*** Opening of STUDY MATERIAL ***
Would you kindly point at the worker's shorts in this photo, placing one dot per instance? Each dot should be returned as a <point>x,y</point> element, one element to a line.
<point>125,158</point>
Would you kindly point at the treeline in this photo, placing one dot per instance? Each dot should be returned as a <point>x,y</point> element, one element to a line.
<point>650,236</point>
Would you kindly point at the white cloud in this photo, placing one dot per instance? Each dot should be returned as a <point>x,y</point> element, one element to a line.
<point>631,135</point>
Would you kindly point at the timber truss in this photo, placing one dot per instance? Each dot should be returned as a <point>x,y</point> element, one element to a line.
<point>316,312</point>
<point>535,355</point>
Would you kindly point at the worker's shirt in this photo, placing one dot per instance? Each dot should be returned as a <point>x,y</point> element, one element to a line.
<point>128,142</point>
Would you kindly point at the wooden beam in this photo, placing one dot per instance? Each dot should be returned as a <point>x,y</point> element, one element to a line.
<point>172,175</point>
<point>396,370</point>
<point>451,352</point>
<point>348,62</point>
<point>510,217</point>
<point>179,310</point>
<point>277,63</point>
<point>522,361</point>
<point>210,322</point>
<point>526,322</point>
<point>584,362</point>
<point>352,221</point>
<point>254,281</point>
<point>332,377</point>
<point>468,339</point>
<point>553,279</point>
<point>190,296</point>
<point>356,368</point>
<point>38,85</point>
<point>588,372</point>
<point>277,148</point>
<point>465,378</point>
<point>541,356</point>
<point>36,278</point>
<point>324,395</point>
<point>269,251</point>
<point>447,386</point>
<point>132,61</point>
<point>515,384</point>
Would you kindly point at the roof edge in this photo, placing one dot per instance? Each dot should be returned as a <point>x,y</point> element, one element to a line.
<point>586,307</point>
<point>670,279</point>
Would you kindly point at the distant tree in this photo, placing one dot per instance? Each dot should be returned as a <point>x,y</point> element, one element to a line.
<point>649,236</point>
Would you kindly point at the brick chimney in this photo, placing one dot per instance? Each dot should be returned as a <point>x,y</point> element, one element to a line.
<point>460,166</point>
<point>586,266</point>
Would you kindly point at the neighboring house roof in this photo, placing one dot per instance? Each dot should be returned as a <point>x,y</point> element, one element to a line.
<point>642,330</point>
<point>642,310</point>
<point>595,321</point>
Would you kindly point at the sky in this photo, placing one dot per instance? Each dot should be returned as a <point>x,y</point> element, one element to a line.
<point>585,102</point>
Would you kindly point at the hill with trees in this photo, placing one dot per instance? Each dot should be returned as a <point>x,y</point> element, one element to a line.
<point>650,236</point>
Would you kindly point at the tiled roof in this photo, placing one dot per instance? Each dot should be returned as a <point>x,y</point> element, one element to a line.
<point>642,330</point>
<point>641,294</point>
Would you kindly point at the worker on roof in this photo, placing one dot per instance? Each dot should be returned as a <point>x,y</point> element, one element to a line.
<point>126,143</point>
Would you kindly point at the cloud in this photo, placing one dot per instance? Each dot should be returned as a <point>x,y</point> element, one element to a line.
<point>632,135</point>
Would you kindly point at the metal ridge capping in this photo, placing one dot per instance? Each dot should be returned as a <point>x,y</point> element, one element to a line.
*** Close of STUDY MATERIAL ***
◆ EXERCISE ◆
Output the lines from the one with "Would you kindly point at the worker on" through the end of the records above, exactly, including both ends, and nothing besides.

◆ TASK OUTPUT ◆
Would you kindly point at the worker on roof in this photo, placing one dot per instance? Each dot should be returned as a <point>x,y</point> element, one element to a line.
<point>126,143</point>
Would you kindly point at the cloud in this photo, placing one dot per instance? Each dot should be returned as a <point>x,y</point> element, one element to a line.
<point>632,135</point>
Would you kindly point at the metal ridge capping in this photo, placing one dot per instance? Each dot should be returned as a <point>x,y</point> element, one element to a line.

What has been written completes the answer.